╔══

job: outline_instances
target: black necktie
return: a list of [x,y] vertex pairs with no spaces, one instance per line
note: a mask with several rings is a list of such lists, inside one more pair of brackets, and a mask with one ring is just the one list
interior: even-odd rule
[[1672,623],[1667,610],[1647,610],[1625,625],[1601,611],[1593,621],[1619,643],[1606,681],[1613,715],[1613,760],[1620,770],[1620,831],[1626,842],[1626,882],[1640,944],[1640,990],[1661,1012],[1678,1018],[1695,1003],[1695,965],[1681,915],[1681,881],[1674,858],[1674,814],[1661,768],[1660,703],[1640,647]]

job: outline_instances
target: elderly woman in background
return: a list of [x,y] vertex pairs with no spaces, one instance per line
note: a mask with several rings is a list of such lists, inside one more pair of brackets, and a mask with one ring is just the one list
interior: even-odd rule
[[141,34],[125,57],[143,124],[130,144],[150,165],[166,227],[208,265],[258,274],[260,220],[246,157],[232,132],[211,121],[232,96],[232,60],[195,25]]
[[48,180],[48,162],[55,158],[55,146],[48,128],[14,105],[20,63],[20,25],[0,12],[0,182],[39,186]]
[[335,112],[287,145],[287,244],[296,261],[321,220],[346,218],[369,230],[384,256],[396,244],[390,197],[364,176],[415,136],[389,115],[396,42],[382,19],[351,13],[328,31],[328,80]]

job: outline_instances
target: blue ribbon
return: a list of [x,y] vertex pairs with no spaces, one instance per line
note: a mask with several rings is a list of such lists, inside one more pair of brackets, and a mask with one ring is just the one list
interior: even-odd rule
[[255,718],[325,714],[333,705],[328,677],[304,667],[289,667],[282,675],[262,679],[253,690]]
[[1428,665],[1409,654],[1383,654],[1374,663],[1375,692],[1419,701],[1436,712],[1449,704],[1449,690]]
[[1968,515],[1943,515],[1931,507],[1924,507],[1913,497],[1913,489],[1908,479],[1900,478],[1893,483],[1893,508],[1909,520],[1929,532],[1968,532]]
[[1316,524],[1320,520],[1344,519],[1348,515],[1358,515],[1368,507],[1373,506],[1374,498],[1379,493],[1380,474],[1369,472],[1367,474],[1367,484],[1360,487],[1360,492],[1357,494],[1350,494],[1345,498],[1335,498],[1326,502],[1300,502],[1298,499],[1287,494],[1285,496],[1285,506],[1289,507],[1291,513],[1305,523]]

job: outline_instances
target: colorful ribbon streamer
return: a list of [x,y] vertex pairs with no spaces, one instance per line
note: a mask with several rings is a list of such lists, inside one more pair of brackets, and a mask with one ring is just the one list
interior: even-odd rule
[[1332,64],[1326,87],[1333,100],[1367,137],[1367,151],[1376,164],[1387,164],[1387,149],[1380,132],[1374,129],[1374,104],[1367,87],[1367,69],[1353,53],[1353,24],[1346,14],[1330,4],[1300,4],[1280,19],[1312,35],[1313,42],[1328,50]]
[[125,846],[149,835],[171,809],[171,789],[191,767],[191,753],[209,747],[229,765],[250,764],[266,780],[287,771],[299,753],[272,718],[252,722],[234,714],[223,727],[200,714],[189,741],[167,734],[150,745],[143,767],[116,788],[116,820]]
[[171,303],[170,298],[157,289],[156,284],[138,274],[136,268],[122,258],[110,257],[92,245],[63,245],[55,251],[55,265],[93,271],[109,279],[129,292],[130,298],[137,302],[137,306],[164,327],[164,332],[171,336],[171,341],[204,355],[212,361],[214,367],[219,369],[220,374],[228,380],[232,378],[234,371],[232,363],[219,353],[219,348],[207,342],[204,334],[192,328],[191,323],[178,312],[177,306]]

╚══

TASK TO CARRY OUT:
With no additions or omissions, transcribe every record.

OUTPUT FOR THIS EXERCISE:
job: outline_instances
target: black necktie
return: a list of [x,y] vertex pairs with no spaces, one instance per line
note: a mask with several rings is a list of such lists, inside one more pair of brackets, and a mask with one ring is just the one list
interior: even-odd rule
[[1672,623],[1667,610],[1647,610],[1625,625],[1601,611],[1593,621],[1619,643],[1606,681],[1613,715],[1613,760],[1620,770],[1620,831],[1626,842],[1626,882],[1640,944],[1640,990],[1661,1012],[1678,1018],[1695,1003],[1695,965],[1681,915],[1681,881],[1674,858],[1674,814],[1661,768],[1660,703],[1640,647]]

job: outline_instances
target: elderly woman in background
return: a list of [x,y] vertex pairs with no spaces, one instance per line
note: a mask with several rings is a list of such lists, inside one more pair of brackets, and a mask with one ring is just the one list
interior: even-odd rule
[[141,34],[125,57],[143,124],[130,144],[150,165],[166,227],[208,265],[258,274],[260,220],[246,157],[232,132],[211,121],[232,96],[232,60],[195,25]]
[[48,180],[48,162],[55,158],[55,146],[48,128],[14,105],[20,63],[20,25],[0,12],[0,182],[39,186]]
[[335,112],[287,145],[287,244],[296,261],[321,220],[346,218],[369,230],[384,256],[396,244],[390,197],[364,176],[415,136],[389,115],[396,42],[382,19],[351,13],[328,31],[328,80]]

job: outline_instances
target: blue ribbon
return: a list of [x,y] vertex pairs with no spaces, one instance per line
note: a mask with several rings is a list of such lists, inside one more pair of brackets, and a mask with one ring is just the one list
interior: even-odd rule
[[255,718],[325,714],[333,705],[328,677],[304,667],[289,667],[282,675],[262,679],[253,690]]
[[1428,665],[1409,654],[1383,654],[1374,663],[1375,692],[1419,701],[1436,712],[1449,704],[1449,690]]
[[1968,515],[1943,515],[1931,507],[1924,507],[1913,497],[1913,489],[1908,479],[1900,478],[1893,483],[1893,508],[1909,520],[1929,532],[1968,532]]
[[1316,524],[1320,520],[1344,519],[1348,515],[1358,515],[1368,507],[1373,506],[1374,498],[1379,493],[1380,474],[1369,472],[1367,474],[1367,484],[1360,487],[1360,492],[1357,494],[1350,494],[1345,498],[1335,498],[1326,502],[1300,502],[1298,499],[1287,494],[1285,496],[1285,506],[1289,507],[1291,513],[1305,523]]

job: outline_instances
target: colorful ribbon streamer
return: a list of [x,y] vertex pairs with no spaces, one instance per line
note: a mask with several rings is a list of such lists, inside one more pair of brackets, and a mask with one ring is just the one list
interior: even-odd rule
[[1332,64],[1326,87],[1333,100],[1367,137],[1367,151],[1376,164],[1387,164],[1387,149],[1380,132],[1374,129],[1374,104],[1367,87],[1367,69],[1353,53],[1353,24],[1346,14],[1330,4],[1300,4],[1280,19],[1312,35],[1313,42],[1328,50]]
[[125,846],[149,835],[171,809],[171,789],[191,767],[191,753],[209,747],[229,765],[250,764],[266,780],[287,771],[299,753],[272,718],[252,722],[234,714],[223,727],[200,714],[189,741],[167,734],[150,745],[143,767],[116,788],[116,820]]
[[171,303],[170,298],[157,289],[156,284],[138,274],[136,268],[122,258],[110,257],[92,245],[63,245],[55,251],[55,265],[93,271],[109,279],[129,292],[130,298],[137,302],[137,306],[164,327],[164,332],[171,336],[171,341],[204,355],[212,361],[214,367],[219,369],[220,374],[228,380],[232,378],[234,371],[232,363],[219,353],[219,348],[207,342],[204,334],[192,328],[191,323],[178,312],[177,306]]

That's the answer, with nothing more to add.